Short exercise:
Reproduce all of the entries below word for word, with no changes.
# Start of Dataset extract
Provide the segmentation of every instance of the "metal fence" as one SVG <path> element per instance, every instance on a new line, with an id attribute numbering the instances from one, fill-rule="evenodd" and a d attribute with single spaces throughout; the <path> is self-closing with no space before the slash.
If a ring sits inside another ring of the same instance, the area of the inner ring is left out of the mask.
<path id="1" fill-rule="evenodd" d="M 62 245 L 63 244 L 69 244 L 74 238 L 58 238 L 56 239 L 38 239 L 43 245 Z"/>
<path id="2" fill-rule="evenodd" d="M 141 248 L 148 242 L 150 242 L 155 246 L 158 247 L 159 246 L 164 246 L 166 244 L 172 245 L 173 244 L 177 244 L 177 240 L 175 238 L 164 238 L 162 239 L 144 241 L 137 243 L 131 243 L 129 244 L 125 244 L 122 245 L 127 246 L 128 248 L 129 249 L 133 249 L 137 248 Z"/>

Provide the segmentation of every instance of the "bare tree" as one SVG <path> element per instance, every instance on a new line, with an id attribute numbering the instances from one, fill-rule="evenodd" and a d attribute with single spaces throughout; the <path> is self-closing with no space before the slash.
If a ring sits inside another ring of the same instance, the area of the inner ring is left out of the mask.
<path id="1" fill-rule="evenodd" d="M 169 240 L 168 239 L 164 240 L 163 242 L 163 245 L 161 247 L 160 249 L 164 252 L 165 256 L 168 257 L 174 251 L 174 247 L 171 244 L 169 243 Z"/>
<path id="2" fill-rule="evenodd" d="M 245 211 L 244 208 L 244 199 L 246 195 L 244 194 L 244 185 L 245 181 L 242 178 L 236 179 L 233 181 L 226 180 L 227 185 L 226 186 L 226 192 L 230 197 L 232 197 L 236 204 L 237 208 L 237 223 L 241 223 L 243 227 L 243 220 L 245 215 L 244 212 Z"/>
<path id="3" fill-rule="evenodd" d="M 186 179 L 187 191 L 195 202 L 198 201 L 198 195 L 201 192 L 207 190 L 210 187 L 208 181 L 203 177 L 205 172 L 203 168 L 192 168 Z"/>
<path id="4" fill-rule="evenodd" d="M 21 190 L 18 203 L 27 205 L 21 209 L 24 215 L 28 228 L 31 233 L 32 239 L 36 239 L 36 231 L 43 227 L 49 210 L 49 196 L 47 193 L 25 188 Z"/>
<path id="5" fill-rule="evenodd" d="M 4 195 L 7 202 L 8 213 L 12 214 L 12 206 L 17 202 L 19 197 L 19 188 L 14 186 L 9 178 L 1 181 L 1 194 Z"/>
# End of Dataset extract
Result for this task:
Provide the segmentation of every instance of the "metal fence" as one SVG <path> element per instance, every instance on a new line, with an id attribute numbering the instances from one, fill-rule="evenodd" and a d attribute with single spaces throughout; the <path> is self-closing with no space before the slash.
If a ring sits inside another ring of the same instance, the area of the inner ring is left out of the mask.
<path id="1" fill-rule="evenodd" d="M 62 245 L 63 244 L 69 244 L 74 238 L 58 238 L 56 239 L 38 239 L 43 245 Z"/>
<path id="2" fill-rule="evenodd" d="M 141 248 L 148 242 L 150 242 L 155 246 L 158 247 L 159 246 L 164 246 L 166 244 L 172 245 L 173 244 L 177 244 L 177 240 L 175 238 L 164 238 L 162 239 L 144 241 L 137 243 L 131 243 L 129 244 L 125 244 L 122 245 L 127 246 L 128 248 L 129 249 L 133 249 L 137 248 Z"/>

Provide the segmentation of every instance of the "bare tree" as one SVG <path> element per instance, every instance on a new line, with an id attribute numbering the instances from one, fill-rule="evenodd" and a d attribute with single spaces throughout; the <path> is self-closing with no space before the slash.
If a ring sits inside another ring of the same instance, the area of the inner ring is left out of the mask.
<path id="1" fill-rule="evenodd" d="M 169 240 L 168 239 L 164 240 L 163 242 L 163 245 L 161 247 L 160 249 L 164 252 L 165 256 L 168 257 L 174 251 L 174 247 L 171 244 L 169 243 Z"/>
<path id="2" fill-rule="evenodd" d="M 245 211 L 244 208 L 244 199 L 246 195 L 244 194 L 244 185 L 245 181 L 242 178 L 236 179 L 233 181 L 226 180 L 227 185 L 226 186 L 226 192 L 230 197 L 232 197 L 236 204 L 237 208 L 237 223 L 241 223 L 243 227 L 243 220 L 245 215 L 244 212 Z"/>
<path id="3" fill-rule="evenodd" d="M 186 179 L 187 191 L 195 202 L 198 201 L 198 195 L 201 192 L 207 190 L 210 187 L 208 181 L 203 177 L 205 172 L 203 168 L 192 168 Z"/>
<path id="4" fill-rule="evenodd" d="M 21 190 L 18 203 L 27 205 L 21 209 L 24 215 L 28 228 L 31 233 L 32 239 L 36 239 L 36 231 L 43 227 L 49 210 L 49 196 L 47 193 L 25 188 Z"/>
<path id="5" fill-rule="evenodd" d="M 4 195 L 7 202 L 8 213 L 12 214 L 12 206 L 17 202 L 19 197 L 19 188 L 14 186 L 9 178 L 1 181 L 1 194 Z"/>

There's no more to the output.